Stored data:
<<<<

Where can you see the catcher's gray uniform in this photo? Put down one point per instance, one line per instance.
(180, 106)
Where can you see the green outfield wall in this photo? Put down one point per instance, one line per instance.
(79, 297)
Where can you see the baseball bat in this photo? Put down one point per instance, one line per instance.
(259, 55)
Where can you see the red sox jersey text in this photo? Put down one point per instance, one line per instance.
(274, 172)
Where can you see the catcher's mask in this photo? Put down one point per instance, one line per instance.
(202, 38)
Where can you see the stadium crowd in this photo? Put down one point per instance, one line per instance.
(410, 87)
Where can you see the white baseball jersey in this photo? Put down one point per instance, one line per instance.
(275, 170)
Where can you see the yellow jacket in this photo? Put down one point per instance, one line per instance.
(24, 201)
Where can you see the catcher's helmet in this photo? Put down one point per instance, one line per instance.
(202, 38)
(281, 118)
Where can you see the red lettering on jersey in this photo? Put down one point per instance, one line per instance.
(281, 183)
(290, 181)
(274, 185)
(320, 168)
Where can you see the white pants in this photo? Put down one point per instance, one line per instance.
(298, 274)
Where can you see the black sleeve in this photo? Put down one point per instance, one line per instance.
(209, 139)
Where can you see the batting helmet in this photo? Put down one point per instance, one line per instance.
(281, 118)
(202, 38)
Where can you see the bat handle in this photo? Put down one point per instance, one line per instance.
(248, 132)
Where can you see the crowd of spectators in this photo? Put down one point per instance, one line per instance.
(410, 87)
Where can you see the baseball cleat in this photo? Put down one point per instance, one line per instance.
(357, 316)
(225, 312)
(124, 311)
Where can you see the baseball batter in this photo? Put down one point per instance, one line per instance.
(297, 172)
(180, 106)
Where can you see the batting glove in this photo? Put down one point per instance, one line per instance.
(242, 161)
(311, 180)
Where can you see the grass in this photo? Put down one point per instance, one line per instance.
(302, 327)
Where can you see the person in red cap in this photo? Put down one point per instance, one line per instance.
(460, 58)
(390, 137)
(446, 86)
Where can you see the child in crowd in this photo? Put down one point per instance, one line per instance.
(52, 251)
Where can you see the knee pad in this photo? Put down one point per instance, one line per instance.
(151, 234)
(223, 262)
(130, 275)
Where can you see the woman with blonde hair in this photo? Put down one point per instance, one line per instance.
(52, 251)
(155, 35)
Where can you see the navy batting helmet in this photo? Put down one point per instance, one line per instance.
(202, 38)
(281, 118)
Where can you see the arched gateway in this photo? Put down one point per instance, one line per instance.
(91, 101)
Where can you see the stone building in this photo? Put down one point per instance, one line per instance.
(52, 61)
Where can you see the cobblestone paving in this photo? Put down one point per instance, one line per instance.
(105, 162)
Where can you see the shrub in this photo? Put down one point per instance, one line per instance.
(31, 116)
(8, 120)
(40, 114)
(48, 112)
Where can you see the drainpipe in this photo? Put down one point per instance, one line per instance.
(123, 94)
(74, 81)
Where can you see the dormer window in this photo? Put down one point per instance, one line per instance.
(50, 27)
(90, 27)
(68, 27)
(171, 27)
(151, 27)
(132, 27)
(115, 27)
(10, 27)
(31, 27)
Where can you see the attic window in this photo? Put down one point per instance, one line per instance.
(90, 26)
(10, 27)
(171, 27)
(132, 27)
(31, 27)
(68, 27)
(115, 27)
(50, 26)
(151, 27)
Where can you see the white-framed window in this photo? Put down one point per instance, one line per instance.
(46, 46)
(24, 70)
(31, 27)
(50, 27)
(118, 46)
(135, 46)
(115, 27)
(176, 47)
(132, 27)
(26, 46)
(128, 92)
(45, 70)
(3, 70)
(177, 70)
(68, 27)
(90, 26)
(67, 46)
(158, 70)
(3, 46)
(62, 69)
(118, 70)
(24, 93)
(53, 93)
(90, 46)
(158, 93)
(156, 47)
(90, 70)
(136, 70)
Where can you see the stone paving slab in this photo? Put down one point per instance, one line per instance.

>>>>

◆ **Task prompt**
Starting at the line that contains "Where can you see the shrub" and stopping at the end of the records, write every line out again, requests included, with each point coordinate in the answers multiplied by 1.1 and rounded to a whole number, halves rounding up.

◆ **Complete output**
Where can you see the shrub in this photo? Put down one point per instance, one line per instance.
(34, 128)
(9, 132)
(44, 125)
(53, 123)
Where can you see the drainpipe in this photo? Put down one point per instance, one line per instance.
(135, 103)
(81, 89)
Where can you see the dormer window in this photo? Put down one point per instance, one line per instance.
(55, 30)
(99, 30)
(75, 30)
(188, 30)
(166, 30)
(145, 30)
(127, 30)
(11, 30)
(34, 30)
Where can you see the attic window in this photo? Put down one point per instance, one line per instance.
(99, 29)
(11, 30)
(188, 30)
(145, 30)
(34, 30)
(75, 30)
(127, 30)
(55, 29)
(166, 30)
Where can you see the white-framed window in this photo? Put down one point per instance, one line per instance.
(51, 51)
(26, 77)
(34, 30)
(55, 30)
(130, 51)
(149, 51)
(127, 30)
(194, 52)
(145, 30)
(29, 51)
(141, 101)
(50, 77)
(3, 77)
(195, 77)
(75, 30)
(99, 29)
(74, 51)
(174, 77)
(3, 51)
(68, 76)
(130, 77)
(26, 102)
(58, 102)
(99, 51)
(174, 102)
(172, 52)
(99, 77)
(150, 77)
Where can you see the stone paving slab in this photo? Put down one point per instance, one line per instance.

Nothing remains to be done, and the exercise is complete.